*** TEKS SUMBER ***
Mulanya perasaan hasad (dengki) yang muncul dari seorang tokoh Yahudi di Madinah, lantaran melihat keakraban yang terjalin antara suku ‘Aus dengan suku Khazraj. Padahal dulu mereka saling bermusuh-musuhan. Bahkan saling bunuh dalam berbagai peristiwa peperangan. Namun ternyata setelah mereka mengikuti Muhammad, semua berubah. Mereka justru saling cinta dan kasih sayang.
Sang tokoh tadi –namanya Syasy bin Qeis- mengutus orang suruhan untuk menyusup diantara suku ‘Aus dan Khazraj, untuk mengingatkan pada luka lama yang sudah terkubur. Hampir berhasil. Hampir saja terulang permusuhan mereka dahulu. Mereka sudah adu mulut, saling lempar-lemparan sandal dan bahkan sudah akan mencabut pedang masing-masing.
Namun syukurnya Rasulullah saw segera tiba di tengah-tengah mereka dan bersabda: “Apakah dengan slogan-slogan dan isu-isu jahiliyyah (kalian akan bermusuhan kembali) sedang aku masih berada di tengah kamu?”, setelah bersabda demikian Beliau lantas membacakan beberapa ayat yang Allah turunkan pada saat itu.
*** DATA TERSIMPAN ***
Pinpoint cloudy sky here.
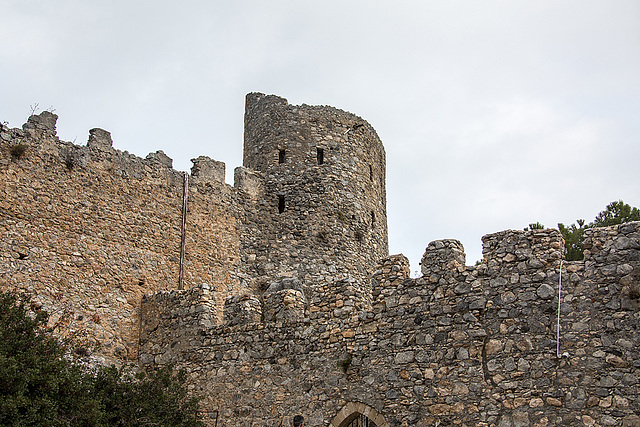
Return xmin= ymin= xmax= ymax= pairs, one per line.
xmin=0 ymin=0 xmax=640 ymax=271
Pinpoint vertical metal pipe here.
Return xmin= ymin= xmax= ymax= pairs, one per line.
xmin=178 ymin=172 xmax=189 ymax=289
xmin=556 ymin=260 xmax=562 ymax=359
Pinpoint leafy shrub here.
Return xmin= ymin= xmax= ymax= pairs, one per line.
xmin=0 ymin=292 xmax=198 ymax=427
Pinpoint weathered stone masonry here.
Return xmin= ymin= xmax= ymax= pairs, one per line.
xmin=141 ymin=223 xmax=640 ymax=426
xmin=0 ymin=94 xmax=640 ymax=427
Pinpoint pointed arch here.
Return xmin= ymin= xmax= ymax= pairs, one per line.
xmin=329 ymin=402 xmax=389 ymax=427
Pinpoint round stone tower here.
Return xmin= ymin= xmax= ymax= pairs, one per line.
xmin=243 ymin=93 xmax=388 ymax=292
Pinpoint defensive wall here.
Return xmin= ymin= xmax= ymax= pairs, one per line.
xmin=0 ymin=93 xmax=388 ymax=361
xmin=0 ymin=94 xmax=640 ymax=427
xmin=140 ymin=223 xmax=640 ymax=427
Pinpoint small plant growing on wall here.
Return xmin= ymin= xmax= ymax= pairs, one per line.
xmin=62 ymin=148 xmax=78 ymax=171
xmin=338 ymin=354 xmax=351 ymax=374
xmin=9 ymin=142 xmax=27 ymax=160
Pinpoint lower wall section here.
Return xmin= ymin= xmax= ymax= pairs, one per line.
xmin=141 ymin=223 xmax=640 ymax=427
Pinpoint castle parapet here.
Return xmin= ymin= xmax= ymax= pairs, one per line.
xmin=87 ymin=128 xmax=113 ymax=151
xmin=420 ymin=239 xmax=466 ymax=276
xmin=482 ymin=229 xmax=564 ymax=271
xmin=191 ymin=156 xmax=225 ymax=182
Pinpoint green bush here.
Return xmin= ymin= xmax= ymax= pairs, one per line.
xmin=0 ymin=292 xmax=198 ymax=427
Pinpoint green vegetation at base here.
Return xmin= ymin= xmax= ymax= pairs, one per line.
xmin=0 ymin=292 xmax=201 ymax=427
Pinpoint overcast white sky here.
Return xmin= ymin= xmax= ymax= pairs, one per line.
xmin=0 ymin=0 xmax=640 ymax=271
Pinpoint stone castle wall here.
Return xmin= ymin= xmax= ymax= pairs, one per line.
xmin=0 ymin=94 xmax=640 ymax=427
xmin=0 ymin=93 xmax=388 ymax=361
xmin=141 ymin=223 xmax=640 ymax=427
xmin=0 ymin=112 xmax=245 ymax=360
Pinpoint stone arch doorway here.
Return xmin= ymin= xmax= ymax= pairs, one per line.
xmin=329 ymin=402 xmax=389 ymax=427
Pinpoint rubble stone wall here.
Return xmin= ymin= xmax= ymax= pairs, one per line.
xmin=243 ymin=93 xmax=388 ymax=298
xmin=0 ymin=112 xmax=242 ymax=360
xmin=142 ymin=223 xmax=640 ymax=426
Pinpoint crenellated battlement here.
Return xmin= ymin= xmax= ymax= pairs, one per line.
xmin=0 ymin=97 xmax=640 ymax=427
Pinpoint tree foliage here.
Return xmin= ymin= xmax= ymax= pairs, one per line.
xmin=0 ymin=292 xmax=198 ymax=427
xmin=558 ymin=200 xmax=640 ymax=261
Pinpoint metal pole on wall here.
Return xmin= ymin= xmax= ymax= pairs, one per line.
xmin=178 ymin=172 xmax=189 ymax=290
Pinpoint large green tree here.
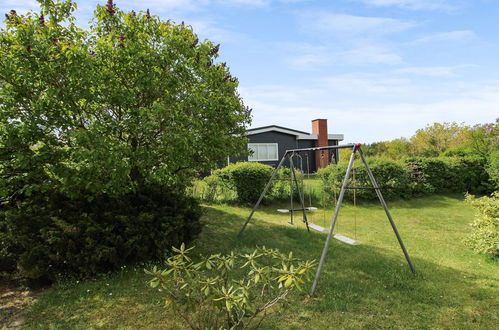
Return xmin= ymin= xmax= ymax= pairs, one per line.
xmin=0 ymin=0 xmax=250 ymax=198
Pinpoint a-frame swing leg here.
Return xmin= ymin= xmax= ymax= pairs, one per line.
xmin=310 ymin=146 xmax=416 ymax=296
xmin=310 ymin=146 xmax=357 ymax=296
xmin=289 ymin=154 xmax=310 ymax=231
xmin=237 ymin=152 xmax=288 ymax=236
xmin=359 ymin=148 xmax=416 ymax=274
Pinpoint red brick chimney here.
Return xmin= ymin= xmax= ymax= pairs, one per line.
xmin=312 ymin=119 xmax=329 ymax=169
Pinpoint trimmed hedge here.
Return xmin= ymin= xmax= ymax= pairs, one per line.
xmin=318 ymin=158 xmax=411 ymax=200
xmin=213 ymin=162 xmax=274 ymax=204
xmin=0 ymin=187 xmax=202 ymax=282
xmin=199 ymin=162 xmax=303 ymax=204
xmin=486 ymin=150 xmax=499 ymax=190
xmin=466 ymin=193 xmax=499 ymax=258
xmin=405 ymin=156 xmax=493 ymax=195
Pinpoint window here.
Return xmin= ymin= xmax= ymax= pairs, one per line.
***
TUGAS ->
1. Dalam teks tentang suku ‘Aus dan Khazraj, siapa nama tokoh Yahudi yang mengutus orang untuk menyusup di antara kedua suku itu?
2. Salin bagian teks tentang suku ‘Aus dan Khazraj yang dimulai pada "Sang tokoh tadi" dan berakhir pada "mencabut pedang masing-masing.", lalu ganti "orang suruhan" dengan "utusan".
3. Teruskan teks tentang suku ‘Aus dan Khazraj setelah kalimat terakhirnya.

JAWABAN BERNOMOR ->
1. Syasy bin Qeis.

2.
Sang tokoh tadi –namanya Syasy bin Qeis- mengutus utusan untuk menyusup diantara suku ‘Aus dan Khazraj, untuk mengingatkan pada luka lama yang sudah terkubur. Hampir berhasil. Hampir saja terulang permusuhan mereka dahulu. Mereka sudah adu mulut, saling lempar-lemparan sandal dan bahkan sudah akan mencabut pedang masing-masing.

3.
“Dan berpegang teguhlah kamu kepada tali (dien) Allah seraya berjama’ah dan janganlah berpecah belah, dan ingatlah akan ni’mat Allah kepadamu ketika kamu dahulu (masa jahiliyyah) bermusuh-musuhan, maka Allah menjinakkan antara hati-hatimu, lalu menjadilah kamu karena ni’mat Allah orang-orang yang bersaudara; dan kamu telah berada di tepi jurang neraka, lalu Allah menyelamatkan kamu dari padanya. Demikianlah Allah menerangkan ayat-ayat Nya kepadamu agar kamu mendapat petunjuk” (QS.3:103)
Ternyata kecintaan mereka terhadap Allah dan Rasul-Nya terlalu kental untuk dikikis noda-noda fanatisme kesukuan, begitu mendengar sabda Rasulullah dan ayat yang dibacakan Beliau, mereka menyatakan menyesal dan berdamai kembali seraya berpeluk-pelukan dan meletakkan senjata masing-masing.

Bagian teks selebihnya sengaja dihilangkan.